• _Data for this exercise_
┏━━

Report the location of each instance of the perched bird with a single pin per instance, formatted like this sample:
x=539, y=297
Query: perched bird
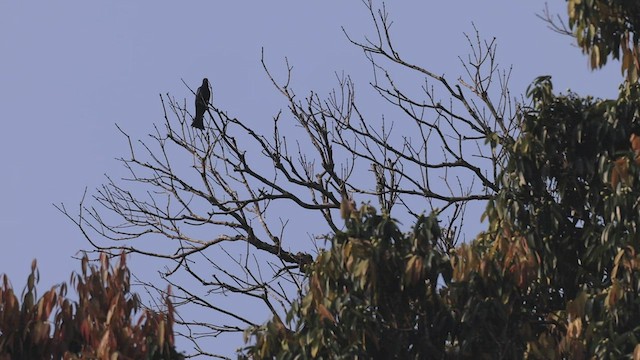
x=202, y=99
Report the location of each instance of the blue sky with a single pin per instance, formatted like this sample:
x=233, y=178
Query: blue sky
x=70, y=70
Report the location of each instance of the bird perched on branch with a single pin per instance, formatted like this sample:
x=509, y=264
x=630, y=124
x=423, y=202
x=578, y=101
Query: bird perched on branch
x=202, y=100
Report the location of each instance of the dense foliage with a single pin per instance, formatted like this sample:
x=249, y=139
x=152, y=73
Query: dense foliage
x=101, y=324
x=606, y=28
x=556, y=275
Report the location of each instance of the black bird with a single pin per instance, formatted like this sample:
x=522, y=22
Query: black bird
x=202, y=100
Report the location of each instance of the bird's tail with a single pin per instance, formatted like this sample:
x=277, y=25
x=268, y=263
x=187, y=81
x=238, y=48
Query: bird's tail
x=198, y=123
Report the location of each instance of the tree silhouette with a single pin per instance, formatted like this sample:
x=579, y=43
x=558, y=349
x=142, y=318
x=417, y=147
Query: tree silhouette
x=208, y=195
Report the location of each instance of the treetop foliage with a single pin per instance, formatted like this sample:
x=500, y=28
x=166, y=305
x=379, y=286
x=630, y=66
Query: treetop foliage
x=104, y=323
x=554, y=275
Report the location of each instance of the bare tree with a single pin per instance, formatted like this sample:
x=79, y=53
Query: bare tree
x=207, y=196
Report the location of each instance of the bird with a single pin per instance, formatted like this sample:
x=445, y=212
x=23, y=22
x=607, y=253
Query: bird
x=202, y=99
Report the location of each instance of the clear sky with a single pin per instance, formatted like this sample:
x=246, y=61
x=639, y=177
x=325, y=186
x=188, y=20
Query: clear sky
x=70, y=70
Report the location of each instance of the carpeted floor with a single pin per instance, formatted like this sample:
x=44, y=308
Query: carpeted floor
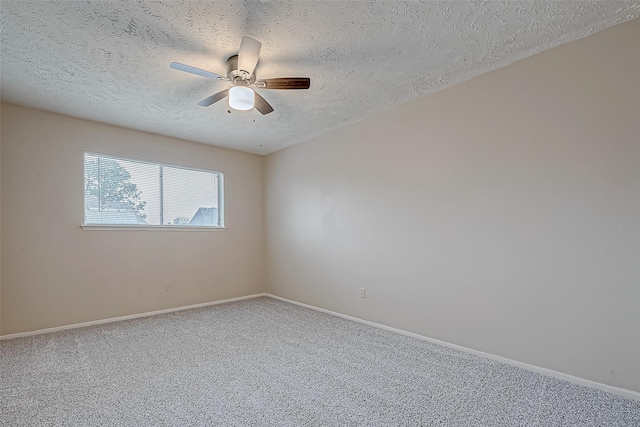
x=263, y=362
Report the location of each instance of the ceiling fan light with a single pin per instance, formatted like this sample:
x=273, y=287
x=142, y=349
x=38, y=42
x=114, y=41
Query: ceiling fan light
x=241, y=98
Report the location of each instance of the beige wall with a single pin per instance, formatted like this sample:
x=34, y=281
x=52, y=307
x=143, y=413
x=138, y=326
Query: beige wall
x=54, y=273
x=502, y=214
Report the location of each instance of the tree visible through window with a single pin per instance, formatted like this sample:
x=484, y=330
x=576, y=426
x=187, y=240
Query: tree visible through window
x=126, y=192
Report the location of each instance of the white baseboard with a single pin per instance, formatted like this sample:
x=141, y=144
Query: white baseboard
x=629, y=394
x=128, y=317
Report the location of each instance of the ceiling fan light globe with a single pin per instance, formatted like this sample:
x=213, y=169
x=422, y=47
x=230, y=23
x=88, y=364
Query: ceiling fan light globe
x=241, y=98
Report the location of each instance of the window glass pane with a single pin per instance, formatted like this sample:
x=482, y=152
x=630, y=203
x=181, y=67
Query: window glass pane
x=131, y=192
x=190, y=197
x=120, y=191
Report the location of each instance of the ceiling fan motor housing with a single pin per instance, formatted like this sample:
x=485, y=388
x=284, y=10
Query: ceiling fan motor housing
x=235, y=75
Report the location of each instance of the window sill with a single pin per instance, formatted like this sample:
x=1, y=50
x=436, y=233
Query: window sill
x=105, y=227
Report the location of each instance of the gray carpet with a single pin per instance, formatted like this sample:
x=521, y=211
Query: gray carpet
x=263, y=362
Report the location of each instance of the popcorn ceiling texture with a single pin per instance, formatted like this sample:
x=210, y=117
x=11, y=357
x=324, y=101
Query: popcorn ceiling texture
x=109, y=60
x=264, y=362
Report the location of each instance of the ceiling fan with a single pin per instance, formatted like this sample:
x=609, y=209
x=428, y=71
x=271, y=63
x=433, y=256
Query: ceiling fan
x=241, y=74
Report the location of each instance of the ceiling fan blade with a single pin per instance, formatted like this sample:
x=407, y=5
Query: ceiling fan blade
x=248, y=54
x=285, y=83
x=214, y=98
x=261, y=105
x=196, y=71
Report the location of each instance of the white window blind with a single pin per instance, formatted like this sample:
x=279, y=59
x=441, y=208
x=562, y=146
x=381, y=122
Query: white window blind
x=121, y=191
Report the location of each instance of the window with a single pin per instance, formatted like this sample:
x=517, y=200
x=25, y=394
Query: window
x=127, y=192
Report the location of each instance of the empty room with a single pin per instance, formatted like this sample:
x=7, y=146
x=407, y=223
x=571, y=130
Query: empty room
x=319, y=213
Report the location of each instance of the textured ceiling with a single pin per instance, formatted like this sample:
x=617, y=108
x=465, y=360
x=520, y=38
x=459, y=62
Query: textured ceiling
x=108, y=61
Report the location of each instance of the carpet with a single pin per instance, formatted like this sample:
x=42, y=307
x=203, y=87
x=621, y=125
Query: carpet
x=264, y=362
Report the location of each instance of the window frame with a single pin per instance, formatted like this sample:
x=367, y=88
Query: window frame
x=155, y=227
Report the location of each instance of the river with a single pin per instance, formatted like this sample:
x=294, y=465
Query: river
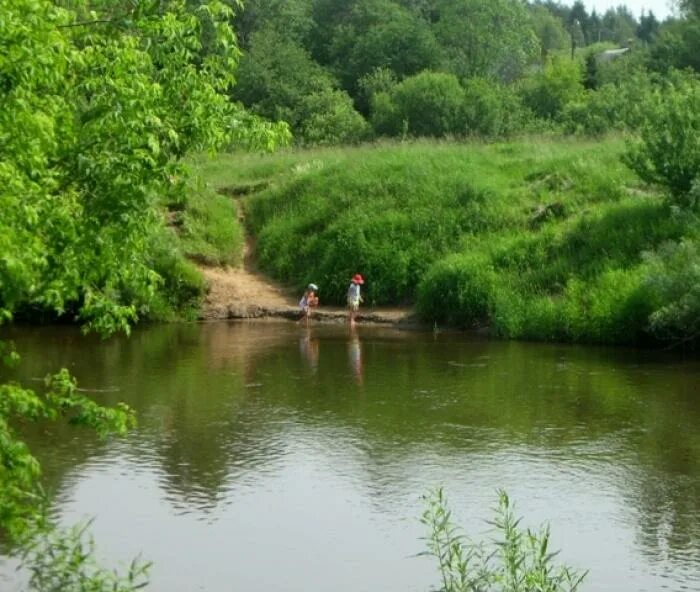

┗━━

Rewrite the listing above as a numbered list, from the line with "Report the location of each instance of the beige" to the line with "x=120, y=191", leaving out any blank lines.

• _Result of this task_
1. Report the location of each instance of the beige wall with a single pin per instance, formatted like this sample:
2. x=34, y=281
3. x=52, y=307
4. x=143, y=413
5. x=138, y=326
6. Query: beige wall
7. x=54, y=273
8. x=502, y=214
9. Report the location of each instance of the tree visible through window with a single pin per instance, formatted like this sample:
10. x=484, y=330
11. x=576, y=426
12. x=187, y=240
13. Query: tree visible through window
14. x=126, y=192
15. Report the location of each instance of the white baseboard with a single pin per instance, formatted like this sample:
16. x=141, y=144
17. Query: white baseboard
18. x=629, y=394
19. x=128, y=317
20. Report the location of each instance of the ceiling fan light globe with a single pin per instance, formatted like this sample:
21. x=213, y=169
22. x=422, y=47
23. x=230, y=23
24. x=88, y=364
25. Query: ceiling fan light globe
26. x=241, y=98
27. Report the location of each instance of the window glass pane with a single pin per instance, formatted like this sample:
28. x=482, y=152
29. x=630, y=203
30. x=181, y=67
31. Query: window glass pane
32. x=131, y=192
33. x=190, y=197
34. x=120, y=191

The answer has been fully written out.